SELECTED PASSAGE:
— BEGIN —
And MIT Professor Sherry Turkle references studies that show an alarming 40-percent loss of “empathy” among young Americans, especially since 1990.
These two points of view intersect in our appreciation and admiration for nature (and wild critters) and in our capacity to imagine saving, savoring, and preserving our diminishing wild regions.
The beautiful Davy Brown Trail from the lower end of the eponymous camp leads into enchanting Fir Canyon and Fir Canyon Creek.
While you can begin this hike from the top at Figueroa Mountain Road where a leaning iron sign marks the spot a ways past Figueroa Mountain Campground, the drive there from Los Olivos is much longer, and I always prefer the first half of a hike to be the hardest.
Thus, teaching colleague Chris Caretto and I chose the shorter drive in and to begin the steeply ascending path from Davy Brown Camp to the “top.”
On the drive in, after vast vineyards, we saw three mule deer darting across the road.
We also noted the remnants of a 40-car “rave” and Halloween Party at the former “Cachuma Camp” (a cool setting for a party?), and we could see young people cleaning up the area as we sped past at 6:30 a.m.
There was no one camping at Davy Brown Camp on this Saturday, and I presumed this was because no water would be flowing in usually-reliable Davy Brown Creek. I had checked the water level in July and been amazed that the creek was dry: the first time ever in my experience dating back to 1973.
— END —
DIRECTION 1: In the passage about the Davy Brown Trail, rewrite the paragraph beginning "While you can begin this hike" more briefly, keeping its main facts.
DIRECTION 2: Write a few sentences that carry on the passage about the Davy Brown Trail after its final sentence.

DATA SECTION:
— BEGIN —
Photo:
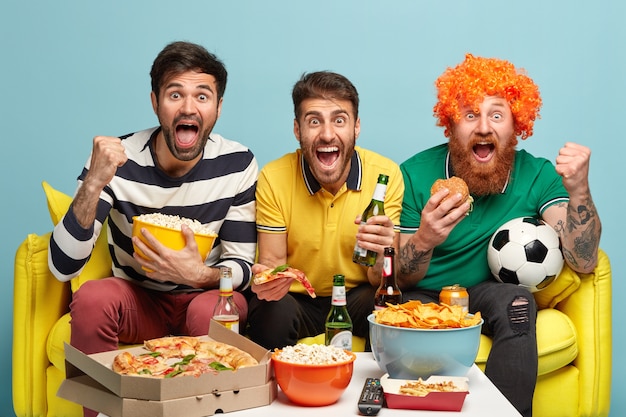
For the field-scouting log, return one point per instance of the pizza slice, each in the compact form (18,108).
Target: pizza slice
(227,355)
(150,364)
(172,346)
(285,271)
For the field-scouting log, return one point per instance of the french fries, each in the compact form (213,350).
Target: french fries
(420,388)
(415,314)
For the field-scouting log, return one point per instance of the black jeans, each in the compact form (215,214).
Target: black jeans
(510,315)
(276,324)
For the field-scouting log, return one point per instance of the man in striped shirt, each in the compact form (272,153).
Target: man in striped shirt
(179,168)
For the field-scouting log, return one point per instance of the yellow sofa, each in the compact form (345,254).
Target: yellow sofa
(573,332)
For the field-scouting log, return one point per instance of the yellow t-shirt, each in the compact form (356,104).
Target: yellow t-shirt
(320,226)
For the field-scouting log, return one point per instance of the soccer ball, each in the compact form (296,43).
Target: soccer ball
(527,252)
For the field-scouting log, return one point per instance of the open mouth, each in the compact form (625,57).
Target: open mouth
(327,155)
(483,151)
(186,134)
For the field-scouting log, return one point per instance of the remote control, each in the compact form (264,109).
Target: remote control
(371,400)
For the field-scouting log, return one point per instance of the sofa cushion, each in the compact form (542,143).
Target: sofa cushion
(99,265)
(566,283)
(557,343)
(55,345)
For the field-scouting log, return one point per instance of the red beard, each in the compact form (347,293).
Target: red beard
(481,178)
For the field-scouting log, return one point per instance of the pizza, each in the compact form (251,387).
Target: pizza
(171,356)
(285,271)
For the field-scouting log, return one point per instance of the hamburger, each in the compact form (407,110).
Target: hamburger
(454,185)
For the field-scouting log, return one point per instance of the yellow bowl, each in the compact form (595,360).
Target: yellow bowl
(172,238)
(313,385)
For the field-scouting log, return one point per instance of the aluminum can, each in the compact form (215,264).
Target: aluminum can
(455,295)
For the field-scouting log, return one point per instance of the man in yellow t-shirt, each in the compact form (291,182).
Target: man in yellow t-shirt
(309,206)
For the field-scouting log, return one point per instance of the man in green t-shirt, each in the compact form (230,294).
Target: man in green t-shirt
(484,105)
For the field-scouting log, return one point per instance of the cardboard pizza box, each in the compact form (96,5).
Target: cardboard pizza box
(89,393)
(99,368)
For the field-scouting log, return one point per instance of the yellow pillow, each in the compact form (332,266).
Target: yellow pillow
(563,286)
(99,265)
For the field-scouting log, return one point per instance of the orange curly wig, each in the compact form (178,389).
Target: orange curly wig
(468,84)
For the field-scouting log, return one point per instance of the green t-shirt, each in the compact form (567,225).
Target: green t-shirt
(533,186)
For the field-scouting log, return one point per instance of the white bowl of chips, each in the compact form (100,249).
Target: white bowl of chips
(415,340)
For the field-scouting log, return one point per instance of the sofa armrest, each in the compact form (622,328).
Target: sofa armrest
(589,308)
(39,300)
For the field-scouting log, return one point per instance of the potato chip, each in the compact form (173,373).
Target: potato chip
(417,315)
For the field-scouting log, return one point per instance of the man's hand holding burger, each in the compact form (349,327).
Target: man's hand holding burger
(449,203)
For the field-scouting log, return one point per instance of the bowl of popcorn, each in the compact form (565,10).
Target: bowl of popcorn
(167,230)
(313,375)
(415,340)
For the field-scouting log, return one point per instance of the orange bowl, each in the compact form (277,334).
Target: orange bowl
(313,385)
(172,238)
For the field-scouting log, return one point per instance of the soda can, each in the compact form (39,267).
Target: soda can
(455,295)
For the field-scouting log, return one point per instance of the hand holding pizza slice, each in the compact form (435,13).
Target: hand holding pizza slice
(285,271)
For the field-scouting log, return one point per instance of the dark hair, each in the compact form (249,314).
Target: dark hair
(326,85)
(178,57)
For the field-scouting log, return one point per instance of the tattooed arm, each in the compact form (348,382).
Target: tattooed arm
(577,222)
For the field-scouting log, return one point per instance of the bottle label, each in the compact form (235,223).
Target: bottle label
(379,192)
(359,251)
(230,322)
(342,339)
(338,296)
(387,267)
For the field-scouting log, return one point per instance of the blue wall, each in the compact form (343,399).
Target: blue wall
(75,69)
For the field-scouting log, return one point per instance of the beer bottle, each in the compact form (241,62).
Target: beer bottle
(338,322)
(388,291)
(376,207)
(225,311)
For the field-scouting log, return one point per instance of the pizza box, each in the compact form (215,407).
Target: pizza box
(98,367)
(89,393)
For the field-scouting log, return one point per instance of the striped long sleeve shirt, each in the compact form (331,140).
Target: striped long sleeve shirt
(218,192)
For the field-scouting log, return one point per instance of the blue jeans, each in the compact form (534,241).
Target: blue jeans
(510,315)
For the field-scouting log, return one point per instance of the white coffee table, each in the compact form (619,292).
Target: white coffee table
(484,399)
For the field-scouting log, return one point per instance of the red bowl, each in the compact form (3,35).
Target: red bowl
(313,385)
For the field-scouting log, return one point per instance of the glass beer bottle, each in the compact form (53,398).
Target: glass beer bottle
(376,207)
(226,312)
(338,322)
(388,292)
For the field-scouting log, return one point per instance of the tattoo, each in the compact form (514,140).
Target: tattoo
(584,228)
(411,260)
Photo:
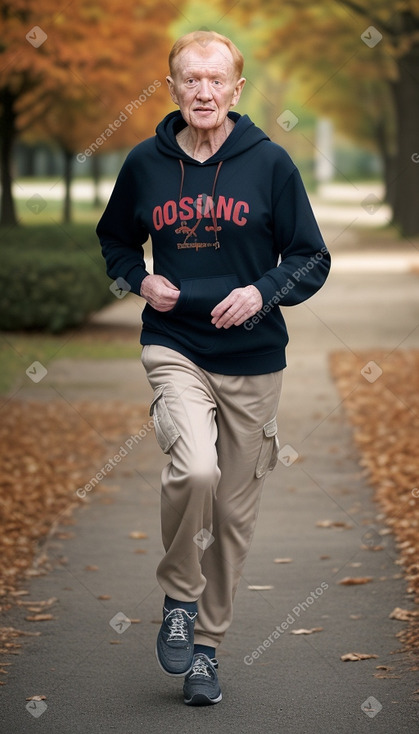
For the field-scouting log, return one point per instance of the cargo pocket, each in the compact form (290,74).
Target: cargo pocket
(165,427)
(268,455)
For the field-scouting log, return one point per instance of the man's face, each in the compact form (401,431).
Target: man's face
(205,84)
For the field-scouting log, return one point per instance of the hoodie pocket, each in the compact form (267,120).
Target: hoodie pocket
(190,320)
(198,296)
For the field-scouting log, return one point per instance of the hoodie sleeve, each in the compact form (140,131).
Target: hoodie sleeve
(121,233)
(305,260)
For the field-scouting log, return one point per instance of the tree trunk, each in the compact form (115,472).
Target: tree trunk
(388,159)
(68,176)
(406,95)
(8,135)
(96,180)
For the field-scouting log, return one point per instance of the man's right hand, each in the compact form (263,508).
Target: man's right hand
(159,292)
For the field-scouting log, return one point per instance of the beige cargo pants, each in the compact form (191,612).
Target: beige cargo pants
(221,434)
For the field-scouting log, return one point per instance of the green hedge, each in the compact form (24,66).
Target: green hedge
(51,277)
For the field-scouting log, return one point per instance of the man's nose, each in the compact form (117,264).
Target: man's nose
(205,91)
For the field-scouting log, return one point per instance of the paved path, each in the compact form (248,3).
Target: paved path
(296,684)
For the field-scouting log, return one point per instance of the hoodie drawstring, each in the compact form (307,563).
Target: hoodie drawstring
(215,226)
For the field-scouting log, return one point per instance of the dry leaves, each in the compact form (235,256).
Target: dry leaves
(282,560)
(404,615)
(307,632)
(355,656)
(333,524)
(355,580)
(47,451)
(385,416)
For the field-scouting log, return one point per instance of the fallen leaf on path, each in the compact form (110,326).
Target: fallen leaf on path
(404,615)
(282,560)
(44,603)
(355,580)
(307,632)
(354,656)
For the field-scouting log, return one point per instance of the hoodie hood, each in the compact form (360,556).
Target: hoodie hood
(244,136)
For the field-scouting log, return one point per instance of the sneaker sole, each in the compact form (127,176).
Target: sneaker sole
(172,675)
(201,700)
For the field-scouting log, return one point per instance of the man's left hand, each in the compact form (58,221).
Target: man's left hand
(241,304)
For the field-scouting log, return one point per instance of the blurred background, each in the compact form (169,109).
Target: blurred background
(335,83)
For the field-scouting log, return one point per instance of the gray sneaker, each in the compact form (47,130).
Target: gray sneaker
(174,647)
(201,687)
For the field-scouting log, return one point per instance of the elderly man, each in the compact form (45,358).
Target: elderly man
(234,237)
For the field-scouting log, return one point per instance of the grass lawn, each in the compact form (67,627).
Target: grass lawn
(18,350)
(45,233)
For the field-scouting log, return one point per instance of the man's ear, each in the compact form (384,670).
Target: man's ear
(237,91)
(171,85)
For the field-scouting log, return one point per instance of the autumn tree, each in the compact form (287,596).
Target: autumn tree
(69,73)
(375,41)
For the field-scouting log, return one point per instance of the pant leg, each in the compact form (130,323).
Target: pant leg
(246,449)
(184,416)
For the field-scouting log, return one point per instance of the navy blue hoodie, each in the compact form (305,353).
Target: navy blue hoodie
(241,217)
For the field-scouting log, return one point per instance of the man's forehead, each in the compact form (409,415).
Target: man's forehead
(214,57)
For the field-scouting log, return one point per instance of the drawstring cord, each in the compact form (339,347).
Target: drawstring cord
(208,228)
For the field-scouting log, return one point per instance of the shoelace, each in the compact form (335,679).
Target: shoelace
(177,627)
(200,667)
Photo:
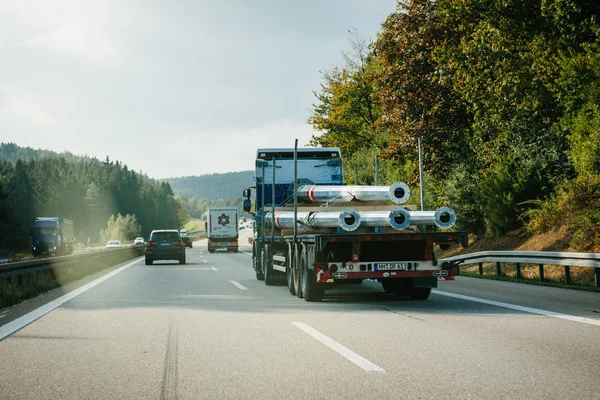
— END —
EXERCISE RESPONSE 1: The hike can also start from the top, on Figueroa Mountain Road, where a leaning iron sign past Figueroa Mountain Campground marks the trailhead. However, the drive there from Los Olivos is much longer, and the writer always prefers the hardest part of a hike to come first.

EXERCISE RESPONSE 2:
However, this time due to recent very light rain the water flow was – amazingly – back at Davy Brown!
This augured well for finding potable water up in Fir Canyon.
The Fir Canyon hike is especially child-friendly because the first third ascends very gently, and includes oaks, gray pine, and fragrant bay trees along with hard and soft chaparral.
We immediately detected water flowing in Fir Canyon Creek, and the copious and melodious qualities were pleasant surprises indeed.
Yes, we’re in a devastating drought’s fifth year, yet some of our water sources are still holding up and providing critical water for the deer, bear, mountain lion, coyote, and other smaller critters in the area.
Crazy people keep moving the U.S. Forest Service trail signs around back here, perhaps because in the recent past (2010) marijuana growers have used some the side canyons as grow spots.
At any rate, do not take the trail side taking off east (right) since it leads underneath Figueroa Mountain itself and eventually to the Catway Road (no water).
Stay with gurgling Fir Canyon Creek, at times you range high above it on the “left” but you can still hear it as you gaze upon wonderful rock jumbles.
You can clamber around in this and other rock garden playgrounds with your children and friends looking for pictographs, although I’ve searched long and hard and found nothing.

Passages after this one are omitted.